> [REQUIRED WORK]: Please reproduce each of the following entries exactly.

=== RECORDS ===

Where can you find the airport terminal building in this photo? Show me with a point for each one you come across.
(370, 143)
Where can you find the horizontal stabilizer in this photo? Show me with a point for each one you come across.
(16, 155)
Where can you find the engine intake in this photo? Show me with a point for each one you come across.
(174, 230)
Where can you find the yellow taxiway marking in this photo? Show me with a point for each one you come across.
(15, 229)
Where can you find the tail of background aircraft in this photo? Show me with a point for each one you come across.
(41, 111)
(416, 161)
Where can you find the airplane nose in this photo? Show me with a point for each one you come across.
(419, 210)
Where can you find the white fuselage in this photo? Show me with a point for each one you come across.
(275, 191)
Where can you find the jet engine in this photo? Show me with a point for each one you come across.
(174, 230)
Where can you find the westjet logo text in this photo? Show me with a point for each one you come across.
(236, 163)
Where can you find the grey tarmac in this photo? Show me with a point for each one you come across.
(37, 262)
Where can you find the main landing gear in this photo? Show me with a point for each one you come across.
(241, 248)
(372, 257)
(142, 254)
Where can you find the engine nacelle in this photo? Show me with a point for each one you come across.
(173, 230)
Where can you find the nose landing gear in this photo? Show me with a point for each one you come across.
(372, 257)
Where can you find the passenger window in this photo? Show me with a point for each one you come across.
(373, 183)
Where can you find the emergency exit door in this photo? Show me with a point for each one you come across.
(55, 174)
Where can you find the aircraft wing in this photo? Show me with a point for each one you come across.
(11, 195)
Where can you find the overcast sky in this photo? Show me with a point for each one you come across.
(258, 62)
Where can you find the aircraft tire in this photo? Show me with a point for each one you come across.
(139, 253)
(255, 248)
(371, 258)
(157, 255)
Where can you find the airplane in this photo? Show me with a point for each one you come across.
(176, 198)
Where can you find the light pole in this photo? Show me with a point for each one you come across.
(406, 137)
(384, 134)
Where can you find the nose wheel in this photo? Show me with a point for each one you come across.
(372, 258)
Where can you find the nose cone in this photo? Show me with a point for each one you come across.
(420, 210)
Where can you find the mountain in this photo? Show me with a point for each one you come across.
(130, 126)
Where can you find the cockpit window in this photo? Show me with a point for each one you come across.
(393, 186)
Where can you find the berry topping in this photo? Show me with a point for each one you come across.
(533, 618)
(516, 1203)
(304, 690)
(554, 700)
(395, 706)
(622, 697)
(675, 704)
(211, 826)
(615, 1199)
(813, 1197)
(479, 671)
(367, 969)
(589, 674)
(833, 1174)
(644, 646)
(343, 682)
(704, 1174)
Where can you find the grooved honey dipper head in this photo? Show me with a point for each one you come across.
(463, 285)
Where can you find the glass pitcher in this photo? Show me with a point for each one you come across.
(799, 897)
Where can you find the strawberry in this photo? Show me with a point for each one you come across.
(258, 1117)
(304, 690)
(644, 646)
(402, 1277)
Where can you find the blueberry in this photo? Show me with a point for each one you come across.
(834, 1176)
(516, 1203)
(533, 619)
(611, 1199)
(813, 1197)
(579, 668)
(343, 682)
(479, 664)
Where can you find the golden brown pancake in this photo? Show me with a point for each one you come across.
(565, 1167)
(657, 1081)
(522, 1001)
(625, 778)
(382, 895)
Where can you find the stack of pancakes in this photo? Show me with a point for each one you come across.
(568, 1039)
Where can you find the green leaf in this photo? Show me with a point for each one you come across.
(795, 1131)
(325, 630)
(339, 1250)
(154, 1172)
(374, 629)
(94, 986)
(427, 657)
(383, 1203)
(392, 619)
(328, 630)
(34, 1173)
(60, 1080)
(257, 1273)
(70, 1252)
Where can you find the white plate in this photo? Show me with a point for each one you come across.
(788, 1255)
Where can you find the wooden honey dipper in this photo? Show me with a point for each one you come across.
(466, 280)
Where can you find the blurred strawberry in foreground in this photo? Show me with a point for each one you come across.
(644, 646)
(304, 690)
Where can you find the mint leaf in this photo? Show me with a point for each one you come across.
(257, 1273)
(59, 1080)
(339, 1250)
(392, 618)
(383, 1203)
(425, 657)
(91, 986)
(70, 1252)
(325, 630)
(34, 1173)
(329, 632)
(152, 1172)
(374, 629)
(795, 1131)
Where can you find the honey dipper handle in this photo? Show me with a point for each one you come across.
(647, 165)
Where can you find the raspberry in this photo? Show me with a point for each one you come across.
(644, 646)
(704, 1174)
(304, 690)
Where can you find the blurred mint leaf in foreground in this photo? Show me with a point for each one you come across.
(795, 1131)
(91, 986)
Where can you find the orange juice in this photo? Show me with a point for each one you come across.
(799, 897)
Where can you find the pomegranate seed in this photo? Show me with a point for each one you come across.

===

> [WRITTEN ANSWER]:
Where can you find the airport terminal building in this photo? Show me with a point for each one you come across.
(370, 143)
Where can you find the horizontal stabilizer in this photo? Show me with a point for each one you come across.
(16, 155)
Where can you find the engine intake in this photo? Show me with a point for each one you come across.
(174, 230)
Where can you find the yellow taxiway marking in this photo? Show me with a point for each one you come across.
(15, 229)
Where can you find the tail of background aircraft in this photo? Show me with a point for each one you come across.
(41, 111)
(416, 161)
Where can you find the airplane nose in this photo? Show me with a point for each one you come across.
(419, 210)
Where can you find the white fuselage in this photo? Show me with a point for each one you come across.
(275, 191)
Where can you find the jet engine in this photo? Show me with a point for each one you come across.
(174, 230)
Where can you find the westjet logo text in this photo? Show me with a point for each one you come across.
(236, 163)
Where can you find the grey tarmac in this photo? Show me with a point for each one you come across.
(37, 262)
Where can you find the main landing gear in this photo? Show me with a point for each one you come across.
(241, 248)
(372, 257)
(142, 254)
Where can you find the engine nacelle in this photo? Show me with a point for each one you come across.
(173, 230)
Where can you find the nose landing gear in this photo? Show me with a point for each one you come across.
(372, 257)
Where can you find the passenger window in this photo? Show me with a point for each one you come across.
(373, 183)
Where can you find the emergency exit door in this photo? Show me with a point for each one you come across.
(55, 174)
Where can you find the aircraft wing in this photo? Show me with a point for each one you come across.
(11, 195)
Where can you find the overcast sky in this photo? Show me with a point for each one you come across.
(258, 62)
Where can you find the aircraft tire in this photo? Show me with a point for each one you come across.
(139, 253)
(255, 248)
(371, 258)
(157, 255)
Where can you find the airplane in this photo? Show me with a point for each one you come across.
(176, 198)
Where can you find the light pole in this photo? Show me with a point for each one you come across.
(406, 137)
(384, 134)
Where can you find the nose wheel in this photo? Show me with a point for each one you come across.
(372, 258)
Where can you find the nose cone in this photo? Show me with a point for each one you come across.
(420, 210)
Where can you find the mountain in this photo? Show me with a point for each one you come across.
(130, 126)
Where can you find the cockpit window in this photo? Show me with a point for each one you come across.
(393, 186)
Where can you find the berry topping in this photo? Show me with a point for each one you come across.
(533, 618)
(516, 1203)
(304, 690)
(554, 700)
(395, 706)
(622, 697)
(675, 704)
(211, 826)
(615, 1199)
(813, 1197)
(479, 671)
(367, 969)
(589, 674)
(833, 1174)
(644, 646)
(343, 682)
(704, 1174)
Where can you find the grooved honey dipper head in this photo? Show me with a point for each one you come across.
(463, 285)
Where can you find the glass pitcher in this photo? Show me with a point for each one you come across.
(799, 897)
Where can you find the strawberry in this photo? Show me with a point for each one you come across.
(258, 1117)
(304, 690)
(644, 646)
(402, 1277)
Where can you find the blueberry in this photo? Show me with a point for each one you come across.
(834, 1176)
(516, 1203)
(533, 619)
(611, 1199)
(813, 1197)
(579, 668)
(343, 682)
(479, 664)
Where can you find the golden brown pancake in this photo? Show me with a point for each one you come across.
(565, 1167)
(657, 1081)
(522, 1001)
(625, 778)
(382, 895)
Where can you find the stack of pancakes in this photo? Show me with a point for each one you come across.
(568, 1039)
Where can you find the green leaf in this photo? Show me with a point for each one you come across.
(795, 1131)
(325, 630)
(339, 1250)
(154, 1172)
(374, 629)
(94, 986)
(427, 657)
(383, 1203)
(392, 619)
(328, 630)
(34, 1173)
(60, 1080)
(257, 1273)
(70, 1252)
Where can you find the white plate in this photo? Show me with a point for each one you come across.
(788, 1255)
Where can you find the wooden honey dipper in this photo? Show me with a point for each one you come across.
(466, 280)
Where can you find the blurred strawberry in foreground in this photo? Show me with a point for each one you come across.
(644, 646)
(304, 690)
Where can you find the mint leaf in this photo? Show me with a point for each one you come across.
(257, 1273)
(59, 1080)
(339, 1250)
(392, 618)
(383, 1203)
(425, 657)
(91, 986)
(70, 1252)
(325, 630)
(34, 1173)
(329, 632)
(152, 1172)
(374, 629)
(795, 1131)
Where can you find the honey dipper handle in this photo? Show me with a point for each one you come across.
(647, 165)
Where can you find the raspberry in this photo? Show me with a point for each one you come across.
(644, 646)
(704, 1174)
(304, 690)
Where can you find the blurred mint leaf in foreground in this photo? Show me with a point for each one you come across.
(795, 1131)
(91, 986)
Where can you find the orange juice in this photo? Show me with a point for each one you come across.
(799, 897)
Where can you find the pomegranate seed in this photo? Show me with a point for each one you come across.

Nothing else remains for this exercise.